Reproduce each of the following rows verbatim, with every line in its original order and form.

----

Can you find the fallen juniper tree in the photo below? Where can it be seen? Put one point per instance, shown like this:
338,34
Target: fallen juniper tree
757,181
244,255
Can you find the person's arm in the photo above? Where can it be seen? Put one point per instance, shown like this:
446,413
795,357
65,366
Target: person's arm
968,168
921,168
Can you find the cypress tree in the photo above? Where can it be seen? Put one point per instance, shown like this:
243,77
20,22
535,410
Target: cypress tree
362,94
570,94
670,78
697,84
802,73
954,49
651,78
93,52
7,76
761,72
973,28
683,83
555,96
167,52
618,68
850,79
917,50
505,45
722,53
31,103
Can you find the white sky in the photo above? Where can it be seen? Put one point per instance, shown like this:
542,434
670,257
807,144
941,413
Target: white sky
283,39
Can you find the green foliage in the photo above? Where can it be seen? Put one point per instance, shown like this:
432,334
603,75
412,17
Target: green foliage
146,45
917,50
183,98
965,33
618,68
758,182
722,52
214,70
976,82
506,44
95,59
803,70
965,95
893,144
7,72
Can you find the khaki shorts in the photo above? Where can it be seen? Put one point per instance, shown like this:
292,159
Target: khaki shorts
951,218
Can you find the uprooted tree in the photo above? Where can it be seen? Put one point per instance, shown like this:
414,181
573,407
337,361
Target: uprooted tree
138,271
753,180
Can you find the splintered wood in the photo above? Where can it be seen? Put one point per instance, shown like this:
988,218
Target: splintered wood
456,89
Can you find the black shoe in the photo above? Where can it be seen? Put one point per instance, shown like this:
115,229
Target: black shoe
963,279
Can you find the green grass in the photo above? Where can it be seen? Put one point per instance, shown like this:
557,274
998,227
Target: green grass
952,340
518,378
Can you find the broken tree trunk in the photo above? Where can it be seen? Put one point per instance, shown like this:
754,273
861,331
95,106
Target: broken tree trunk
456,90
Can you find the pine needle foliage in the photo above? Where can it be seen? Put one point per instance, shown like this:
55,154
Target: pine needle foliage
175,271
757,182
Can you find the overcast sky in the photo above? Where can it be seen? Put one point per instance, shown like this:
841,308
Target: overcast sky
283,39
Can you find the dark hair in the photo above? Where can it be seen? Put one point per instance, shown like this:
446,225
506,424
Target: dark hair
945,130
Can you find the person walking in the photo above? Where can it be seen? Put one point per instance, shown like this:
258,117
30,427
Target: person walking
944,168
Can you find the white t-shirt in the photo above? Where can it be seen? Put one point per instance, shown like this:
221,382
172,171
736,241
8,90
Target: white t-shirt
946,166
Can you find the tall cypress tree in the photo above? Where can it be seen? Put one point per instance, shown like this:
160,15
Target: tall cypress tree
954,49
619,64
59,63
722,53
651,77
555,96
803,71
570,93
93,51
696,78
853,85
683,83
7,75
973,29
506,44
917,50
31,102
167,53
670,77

----

SOLVED EXERCISE -
Can you find the fallen juniper tree in the photo below? Where can it be seen? Put one point per instance, shown like this:
338,34
Target: fallen juniper tree
757,181
244,255
Can you find the person's arm in the photo above? Where can it be seen? Put one point per instance, shown like this:
446,413
795,357
65,366
Target: person's arm
968,168
921,168
Can you find the cypress tree in the photo above? Where can it be seen? Put one point per instance, shown like this:
243,77
20,22
535,410
Target: cypress tree
362,94
570,94
670,78
697,84
802,73
954,49
651,78
93,52
7,76
761,72
973,28
683,83
555,96
167,52
618,68
850,79
917,50
505,45
722,53
31,103
Can you find the white sky in the photo above? Where can it be seen? Put one point per instance, shown like this:
542,434
670,257
807,144
941,413
Target: white sky
283,39
Can you find the green foliage in the photo above? Where can it be seen? Put one point per instance, shown like this:
432,334
603,75
412,17
Target: green foliage
146,45
917,50
183,98
965,33
618,68
758,182
722,52
214,70
976,82
506,44
95,59
803,70
965,95
893,144
7,72
Can you find the khaki shorts in the photo above? Where can it be seen? Put one point per instance, shown like this:
292,159
Target: khaki shorts
951,218
Can you find the uprooted tree in the photo above? Where can it be seen? Put one point per instance, shown like this:
414,181
573,407
337,361
Target: uprooted tree
138,271
753,180
Can you find the splintered wood in the photo above? Where can it be seen? Put one point per instance, shown like this:
988,218
Target: splintered wood
456,89
Can you find the black shoe in the photo above? Where can it be seen? Put one point per instance, shown like this:
115,229
Target: black shoe
963,279
Can you find the green grass in the photo above? Where can it be seen? Put one point per instance, shown like this:
557,274
998,227
Target: green grass
952,340
518,378
Can you find the broken tree trunk in the photo above? Where can it be seen? Put one point per instance, shown like this:
754,273
861,331
95,106
Target: broken tree trunk
456,90
Can you find the pine needle foliage in the photo above? Where can it be seen? Put one point per instance, shown like this:
55,154
Target: pine needle foliage
175,271
757,182
Can you find the overcast sky in the photo above? Where can it be seen? Put one point per instance, shown like this:
841,308
Target: overcast sky
283,39
Can you find the dark hair in the photo above? Where can it be seen? Put one point per instance, shown like this:
446,225
506,424
Target: dark hair
945,130
Can you find the person walking in the photo above? Where can it be seen? Put one point per instance, shown like this:
258,117
30,427
Target: person walking
944,168
Can you find the white t-shirt in the photo above? Where can it be seen? Put one point per instance, shown like this:
221,382
172,171
736,241
8,90
Target: white t-shirt
946,166
Can you find the tall cypress tree in the photo above? Where can it be seen? Put one point per instance, shown like this:
160,15
Target: tall cypress tree
954,49
619,64
59,63
722,53
651,77
555,96
803,71
570,93
93,51
696,78
853,85
683,83
7,75
973,29
506,44
917,50
31,102
167,53
670,77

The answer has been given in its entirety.